=== TEXT BLOCK ===

So i'm really really sad. don't know what to do. who to talk to. where to go. i'm just a big confused mess. I feel like I fuck up everyones lives. all the time. I lose all my friends. all this time, Ithought I was the smart one, the one that had it all together. that was a lie. i'm not. maybe everyone around me is realizing they can do so much better. who really needs me? thats what they all are thinking. so slowly, one by one, they're drifting away. I feel terrible.
Just found out I broke someone heart too. majorly. kinda can't fix it. I didn't know I honestly had the power to do that. still don't know how i did it. but it happend. I will never stop feeling guilty. ever.

=== EXTRACTED MATERIAL ===

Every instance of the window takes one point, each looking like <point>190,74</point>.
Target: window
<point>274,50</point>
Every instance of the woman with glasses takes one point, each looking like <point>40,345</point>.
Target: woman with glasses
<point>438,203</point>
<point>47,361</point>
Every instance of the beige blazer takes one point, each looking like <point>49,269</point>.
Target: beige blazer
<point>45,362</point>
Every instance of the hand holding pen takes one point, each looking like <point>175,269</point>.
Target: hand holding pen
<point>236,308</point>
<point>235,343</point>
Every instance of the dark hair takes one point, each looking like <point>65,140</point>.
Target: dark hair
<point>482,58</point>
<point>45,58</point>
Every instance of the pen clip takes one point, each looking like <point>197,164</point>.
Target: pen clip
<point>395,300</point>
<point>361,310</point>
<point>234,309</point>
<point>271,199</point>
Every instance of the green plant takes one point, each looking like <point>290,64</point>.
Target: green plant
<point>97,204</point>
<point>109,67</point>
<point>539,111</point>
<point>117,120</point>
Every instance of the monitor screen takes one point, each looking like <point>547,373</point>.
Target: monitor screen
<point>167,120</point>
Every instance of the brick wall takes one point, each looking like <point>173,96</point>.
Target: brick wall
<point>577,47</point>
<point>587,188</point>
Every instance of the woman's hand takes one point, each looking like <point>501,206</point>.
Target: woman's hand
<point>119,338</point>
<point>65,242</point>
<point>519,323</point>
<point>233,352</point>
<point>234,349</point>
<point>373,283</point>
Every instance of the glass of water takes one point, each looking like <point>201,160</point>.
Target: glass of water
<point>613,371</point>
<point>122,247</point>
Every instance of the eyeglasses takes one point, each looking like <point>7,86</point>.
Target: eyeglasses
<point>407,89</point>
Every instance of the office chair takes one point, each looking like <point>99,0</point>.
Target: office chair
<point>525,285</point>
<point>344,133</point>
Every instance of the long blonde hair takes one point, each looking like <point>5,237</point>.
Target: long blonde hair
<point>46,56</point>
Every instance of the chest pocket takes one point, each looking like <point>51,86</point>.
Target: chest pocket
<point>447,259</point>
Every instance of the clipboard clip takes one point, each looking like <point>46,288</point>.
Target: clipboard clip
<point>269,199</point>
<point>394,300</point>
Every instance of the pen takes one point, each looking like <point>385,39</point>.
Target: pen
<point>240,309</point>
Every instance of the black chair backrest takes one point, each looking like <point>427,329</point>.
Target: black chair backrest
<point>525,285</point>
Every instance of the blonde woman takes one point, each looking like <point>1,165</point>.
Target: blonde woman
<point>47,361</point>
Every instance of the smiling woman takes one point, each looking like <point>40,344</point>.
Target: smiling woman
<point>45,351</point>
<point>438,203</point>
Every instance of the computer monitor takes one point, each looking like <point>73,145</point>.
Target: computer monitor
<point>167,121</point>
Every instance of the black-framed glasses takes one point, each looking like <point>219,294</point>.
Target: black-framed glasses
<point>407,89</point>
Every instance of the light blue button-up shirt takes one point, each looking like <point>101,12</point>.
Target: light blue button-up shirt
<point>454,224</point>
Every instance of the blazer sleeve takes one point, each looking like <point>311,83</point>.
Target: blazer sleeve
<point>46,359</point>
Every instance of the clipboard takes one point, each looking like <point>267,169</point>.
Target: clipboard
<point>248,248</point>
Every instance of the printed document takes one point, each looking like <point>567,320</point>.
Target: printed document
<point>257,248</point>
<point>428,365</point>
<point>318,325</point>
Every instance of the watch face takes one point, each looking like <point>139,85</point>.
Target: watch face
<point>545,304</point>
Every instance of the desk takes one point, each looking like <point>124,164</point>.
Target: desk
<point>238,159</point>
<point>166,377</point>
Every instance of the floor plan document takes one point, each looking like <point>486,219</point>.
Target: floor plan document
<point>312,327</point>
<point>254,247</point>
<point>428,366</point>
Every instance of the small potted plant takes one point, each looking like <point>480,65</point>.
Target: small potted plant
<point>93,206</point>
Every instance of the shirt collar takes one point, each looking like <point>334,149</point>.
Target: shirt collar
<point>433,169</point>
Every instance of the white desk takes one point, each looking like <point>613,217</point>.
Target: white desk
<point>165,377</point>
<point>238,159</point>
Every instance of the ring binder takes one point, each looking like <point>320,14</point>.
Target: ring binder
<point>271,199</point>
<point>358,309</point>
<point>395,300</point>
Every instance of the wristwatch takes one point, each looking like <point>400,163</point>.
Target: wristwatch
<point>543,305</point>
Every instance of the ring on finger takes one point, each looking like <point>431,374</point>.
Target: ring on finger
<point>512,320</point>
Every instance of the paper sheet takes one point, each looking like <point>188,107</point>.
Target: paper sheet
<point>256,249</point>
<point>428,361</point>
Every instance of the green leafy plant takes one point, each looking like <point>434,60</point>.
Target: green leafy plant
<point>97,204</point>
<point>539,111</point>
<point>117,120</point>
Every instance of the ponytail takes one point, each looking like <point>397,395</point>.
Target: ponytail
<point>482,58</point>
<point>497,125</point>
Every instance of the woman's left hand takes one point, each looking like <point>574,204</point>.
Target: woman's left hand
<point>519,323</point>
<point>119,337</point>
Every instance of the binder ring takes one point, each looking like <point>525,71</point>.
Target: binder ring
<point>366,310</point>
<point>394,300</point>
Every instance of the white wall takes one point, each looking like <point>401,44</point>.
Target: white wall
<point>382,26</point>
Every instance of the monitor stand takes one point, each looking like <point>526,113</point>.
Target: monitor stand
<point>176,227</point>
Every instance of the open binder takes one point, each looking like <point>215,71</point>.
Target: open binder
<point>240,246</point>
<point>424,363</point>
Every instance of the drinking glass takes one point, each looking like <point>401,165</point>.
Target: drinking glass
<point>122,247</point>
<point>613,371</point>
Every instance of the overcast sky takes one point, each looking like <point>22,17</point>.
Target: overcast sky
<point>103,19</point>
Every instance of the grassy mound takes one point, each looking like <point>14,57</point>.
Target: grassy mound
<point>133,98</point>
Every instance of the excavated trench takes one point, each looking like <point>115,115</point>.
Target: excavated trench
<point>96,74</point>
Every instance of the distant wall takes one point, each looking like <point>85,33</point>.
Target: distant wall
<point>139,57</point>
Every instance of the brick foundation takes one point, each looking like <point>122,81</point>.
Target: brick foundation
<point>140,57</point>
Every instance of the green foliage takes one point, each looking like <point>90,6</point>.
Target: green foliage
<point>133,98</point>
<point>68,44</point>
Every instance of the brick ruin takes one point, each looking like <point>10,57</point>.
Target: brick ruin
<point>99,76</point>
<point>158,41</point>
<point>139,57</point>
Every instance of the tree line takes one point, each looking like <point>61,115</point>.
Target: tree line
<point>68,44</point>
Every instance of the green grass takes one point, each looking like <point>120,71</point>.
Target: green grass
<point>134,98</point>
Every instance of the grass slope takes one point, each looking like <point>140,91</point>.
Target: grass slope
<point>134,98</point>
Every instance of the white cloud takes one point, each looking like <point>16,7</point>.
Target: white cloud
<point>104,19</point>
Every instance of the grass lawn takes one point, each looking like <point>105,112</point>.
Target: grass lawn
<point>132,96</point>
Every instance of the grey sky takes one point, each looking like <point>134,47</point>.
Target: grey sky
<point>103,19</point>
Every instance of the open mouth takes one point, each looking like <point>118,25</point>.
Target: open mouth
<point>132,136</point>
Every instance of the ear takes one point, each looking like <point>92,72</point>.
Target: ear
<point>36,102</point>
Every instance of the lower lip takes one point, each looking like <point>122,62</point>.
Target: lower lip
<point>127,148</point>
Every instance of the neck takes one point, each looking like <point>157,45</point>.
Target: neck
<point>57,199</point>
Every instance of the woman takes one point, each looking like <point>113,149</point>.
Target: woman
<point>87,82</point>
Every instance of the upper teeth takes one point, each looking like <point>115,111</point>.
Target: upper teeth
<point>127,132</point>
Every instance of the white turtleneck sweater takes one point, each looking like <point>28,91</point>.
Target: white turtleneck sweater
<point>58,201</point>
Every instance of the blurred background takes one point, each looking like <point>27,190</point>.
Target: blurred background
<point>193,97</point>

===

## [WRITTEN EXERCISE 1]
Could you condense the paragraph of the post about sadness and guilt that begins "So i'm really really sad" into a short bulleted list that keeps its main points?
## [WRITTEN EXERCISE 2]
Can you update the part of the post about sadness and guilt that opens with the words containing "Just found out" and closes with "feeling guilty. ever.", putting "ashamed" where "guilty" stands?
## [WRITTEN EXERCISE 3]
What comes after the last sentence of the post about sadness and guilt? Continue it in the same voice.
Nothing here depends on the records.

## [WRITTEN ANSWER 1]
- The writer feels very sad, confused, and unsure what to do, who to talk to, or where to go.
- They feel they mess up everyone's lives and keep losing friends.
- They thought they were the smart one who had it all together but now see that as a lie.
- They suspect people think they can do better and don't need them, so friends are drifting away one by one.
- They feel terrible.

## [WRITTEN ANSWER 2]
Just found out I broke someone heart too. majorly. kinda can't fix it. I didn't know I honestly had the power to do that. still don't know how i did it. but it happend. I will never stop feeling ashamed. ever.

## [WRITTEN ANSWER 3]
my mom. she's a whole other story. see, i've been debating, do i go over there? idk?? so I decide no. not worth it. then, friends made me feel guilty cuz it's her birthday. so I decide, maybe. then, a friends grandpa dies. her mom hasn't talked to him in a few months. so that made her feel terrible. I saw that you never know what happens. ever. so I should go. then, I had another really bad dream about her. she killed me. why did she kill me? because I saw that she was going to hurt kaity and jaquie really bad so I was going to stop it. everyone else around me fell for her tricks. she poisined them all. I didn't. I worked around her. so she killed me. slowly and painfully. I watched my own death. it was painful. scariest thing ever. so now i'm jsut confused. where are the people I usually talk to about this? gone. mad at me. hate me. in another state. i'm alone. and scared. and I want things to be normal again. I want me to be normal again.
i'm sorry......
to whoever I hurt. i'm sorry. theres no excuse for what i did. i'm a bad person. I hate myself for it. and I love you.
Saturday, January 9, 2010
sorry.......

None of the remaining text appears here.